WHAT TO WORK ON: Among the entries below, take the line with "pixel 489 418" and the line with "pixel 604 176", and output them and every line between them exactly, with nothing else.

------ THE DATA

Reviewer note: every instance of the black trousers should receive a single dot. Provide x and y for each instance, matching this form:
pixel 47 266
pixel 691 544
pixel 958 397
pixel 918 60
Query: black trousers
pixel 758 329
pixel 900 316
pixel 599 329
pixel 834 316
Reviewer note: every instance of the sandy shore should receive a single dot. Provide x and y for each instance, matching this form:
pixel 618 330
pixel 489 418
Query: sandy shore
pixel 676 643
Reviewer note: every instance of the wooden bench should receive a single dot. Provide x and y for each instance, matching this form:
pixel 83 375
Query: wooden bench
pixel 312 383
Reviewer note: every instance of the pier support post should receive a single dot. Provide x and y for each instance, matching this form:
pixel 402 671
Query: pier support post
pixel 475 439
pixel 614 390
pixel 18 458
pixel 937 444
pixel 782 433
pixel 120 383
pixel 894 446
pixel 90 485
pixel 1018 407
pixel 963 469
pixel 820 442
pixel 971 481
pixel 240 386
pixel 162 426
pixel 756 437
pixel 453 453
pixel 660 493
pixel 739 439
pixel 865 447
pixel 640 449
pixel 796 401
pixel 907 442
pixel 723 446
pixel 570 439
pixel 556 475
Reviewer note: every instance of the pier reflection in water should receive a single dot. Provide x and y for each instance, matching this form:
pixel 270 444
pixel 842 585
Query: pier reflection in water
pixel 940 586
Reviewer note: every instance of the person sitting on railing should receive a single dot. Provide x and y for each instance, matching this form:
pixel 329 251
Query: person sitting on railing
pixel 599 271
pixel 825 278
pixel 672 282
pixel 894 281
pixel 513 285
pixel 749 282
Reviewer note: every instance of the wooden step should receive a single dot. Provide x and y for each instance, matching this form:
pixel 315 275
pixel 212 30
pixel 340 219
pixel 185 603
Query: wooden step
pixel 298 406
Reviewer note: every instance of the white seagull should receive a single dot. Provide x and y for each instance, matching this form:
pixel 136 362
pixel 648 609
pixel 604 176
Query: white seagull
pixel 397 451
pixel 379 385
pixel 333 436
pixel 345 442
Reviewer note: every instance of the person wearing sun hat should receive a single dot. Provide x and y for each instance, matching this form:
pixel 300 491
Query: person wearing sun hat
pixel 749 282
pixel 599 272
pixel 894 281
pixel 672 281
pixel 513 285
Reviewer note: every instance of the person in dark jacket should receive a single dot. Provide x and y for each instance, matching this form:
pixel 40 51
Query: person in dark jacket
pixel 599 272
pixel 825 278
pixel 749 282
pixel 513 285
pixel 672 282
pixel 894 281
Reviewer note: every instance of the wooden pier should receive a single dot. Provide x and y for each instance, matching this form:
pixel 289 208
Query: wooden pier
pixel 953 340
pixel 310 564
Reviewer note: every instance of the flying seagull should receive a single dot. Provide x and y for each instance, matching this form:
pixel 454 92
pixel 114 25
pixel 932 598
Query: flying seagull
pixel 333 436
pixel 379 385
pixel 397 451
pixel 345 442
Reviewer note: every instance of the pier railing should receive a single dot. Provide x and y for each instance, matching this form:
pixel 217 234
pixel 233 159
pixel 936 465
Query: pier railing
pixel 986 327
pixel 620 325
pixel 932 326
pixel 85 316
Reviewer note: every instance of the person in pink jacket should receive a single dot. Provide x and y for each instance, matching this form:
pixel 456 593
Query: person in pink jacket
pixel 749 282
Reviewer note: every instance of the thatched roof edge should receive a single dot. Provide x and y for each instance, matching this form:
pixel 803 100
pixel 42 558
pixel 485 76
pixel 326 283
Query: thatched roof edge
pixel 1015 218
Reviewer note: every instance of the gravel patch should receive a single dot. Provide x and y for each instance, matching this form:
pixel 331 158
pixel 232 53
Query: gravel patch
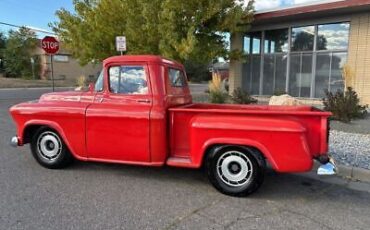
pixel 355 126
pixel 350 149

------------
------ THE DATA

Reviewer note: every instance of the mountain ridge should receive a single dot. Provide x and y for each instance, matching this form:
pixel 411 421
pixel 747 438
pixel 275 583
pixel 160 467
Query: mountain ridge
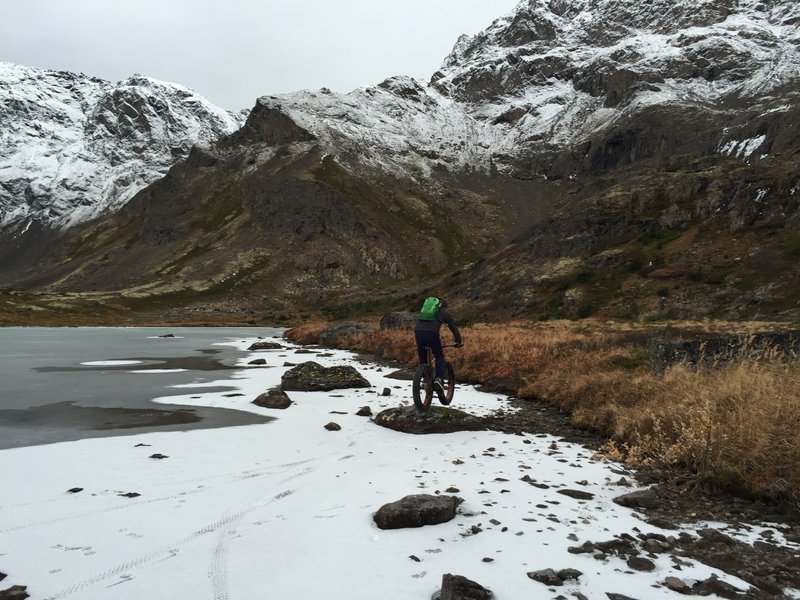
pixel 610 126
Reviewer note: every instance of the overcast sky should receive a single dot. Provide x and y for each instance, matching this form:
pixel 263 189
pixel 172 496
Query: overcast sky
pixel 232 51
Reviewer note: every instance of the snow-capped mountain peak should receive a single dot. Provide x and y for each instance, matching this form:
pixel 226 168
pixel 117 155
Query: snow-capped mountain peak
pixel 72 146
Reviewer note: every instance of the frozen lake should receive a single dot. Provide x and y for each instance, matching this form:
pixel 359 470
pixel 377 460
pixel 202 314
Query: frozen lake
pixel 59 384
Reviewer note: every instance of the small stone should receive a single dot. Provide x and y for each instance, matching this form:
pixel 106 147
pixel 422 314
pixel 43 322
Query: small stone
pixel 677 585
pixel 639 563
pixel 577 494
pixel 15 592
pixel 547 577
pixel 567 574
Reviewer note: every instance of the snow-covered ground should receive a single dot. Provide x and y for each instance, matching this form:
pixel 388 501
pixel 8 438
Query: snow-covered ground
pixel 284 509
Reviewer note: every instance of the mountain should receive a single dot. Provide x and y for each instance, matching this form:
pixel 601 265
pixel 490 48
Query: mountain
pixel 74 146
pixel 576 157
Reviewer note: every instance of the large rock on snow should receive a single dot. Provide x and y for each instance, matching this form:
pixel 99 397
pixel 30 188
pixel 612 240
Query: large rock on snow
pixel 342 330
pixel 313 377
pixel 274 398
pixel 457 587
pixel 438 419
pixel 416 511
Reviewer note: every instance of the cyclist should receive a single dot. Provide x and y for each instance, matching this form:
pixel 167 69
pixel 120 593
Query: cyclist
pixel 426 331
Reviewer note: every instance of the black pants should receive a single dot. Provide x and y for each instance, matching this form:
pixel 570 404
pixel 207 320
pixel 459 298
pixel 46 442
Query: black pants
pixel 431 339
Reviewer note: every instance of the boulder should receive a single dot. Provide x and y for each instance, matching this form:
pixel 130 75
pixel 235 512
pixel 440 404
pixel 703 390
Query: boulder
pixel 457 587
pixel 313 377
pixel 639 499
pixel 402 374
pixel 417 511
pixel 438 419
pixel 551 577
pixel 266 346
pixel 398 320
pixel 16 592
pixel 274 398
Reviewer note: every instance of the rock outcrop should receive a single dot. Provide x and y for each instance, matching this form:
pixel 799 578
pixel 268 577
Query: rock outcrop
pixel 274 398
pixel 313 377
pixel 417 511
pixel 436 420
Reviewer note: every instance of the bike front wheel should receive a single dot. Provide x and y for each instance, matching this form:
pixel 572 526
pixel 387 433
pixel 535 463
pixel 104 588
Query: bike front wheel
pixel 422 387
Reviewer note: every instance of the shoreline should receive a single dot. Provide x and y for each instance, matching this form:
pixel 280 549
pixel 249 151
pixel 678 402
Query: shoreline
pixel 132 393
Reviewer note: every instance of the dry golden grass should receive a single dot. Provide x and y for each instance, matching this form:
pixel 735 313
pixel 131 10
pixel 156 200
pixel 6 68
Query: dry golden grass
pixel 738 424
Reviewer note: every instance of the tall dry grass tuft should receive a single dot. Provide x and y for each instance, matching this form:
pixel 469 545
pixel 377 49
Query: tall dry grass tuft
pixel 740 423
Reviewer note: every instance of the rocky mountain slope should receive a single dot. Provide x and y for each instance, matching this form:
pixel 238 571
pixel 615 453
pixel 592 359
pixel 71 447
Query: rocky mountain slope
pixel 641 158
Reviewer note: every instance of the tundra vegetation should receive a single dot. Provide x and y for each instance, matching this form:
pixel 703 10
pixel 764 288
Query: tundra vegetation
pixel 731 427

------------

RESPONSE TO THE TASK:
pixel 489 418
Query: sandy shore
pixel 676 643
Reviewer note: every instance of the wooden bench should receive a single dot. Provide x and y for each instance, matching this form:
pixel 83 375
Query: wooden bench
pixel 312 383
Reviewer note: every instance of the pier support post should receive a single dot. Provide x and y for each instance, matching this form:
pixel 402 671
Query: pier support post
pixel 475 439
pixel 614 390
pixel 18 458
pixel 937 444
pixel 782 433
pixel 120 383
pixel 894 446
pixel 90 485
pixel 1018 407
pixel 963 469
pixel 820 442
pixel 971 481
pixel 240 386
pixel 162 426
pixel 756 437
pixel 453 453
pixel 660 493
pixel 739 439
pixel 865 447
pixel 640 449
pixel 796 401
pixel 907 442
pixel 723 446
pixel 570 439
pixel 556 475
Reviewer note: every instance of the pier reflection in water should receive a single dot. Provide x and y for each instance, matching this form:
pixel 270 444
pixel 842 585
Query: pier reflection in water
pixel 940 586
Reviewer note: every instance of the person sitting on railing should receive a single dot. Provide x and y for each instance, matching this form:
pixel 329 251
Query: person sitting on railing
pixel 599 271
pixel 825 278
pixel 672 282
pixel 894 281
pixel 513 285
pixel 749 282
Reviewer note: every instance of the wooden step should receive a single dot. Provide x and y for each instance, matching this form:
pixel 315 275
pixel 212 30
pixel 340 219
pixel 185 603
Query: wooden step
pixel 298 406
Reviewer note: every instance of the white seagull should receive a single dot. Provide x and y for each instance, matching this form:
pixel 136 362
pixel 648 609
pixel 604 176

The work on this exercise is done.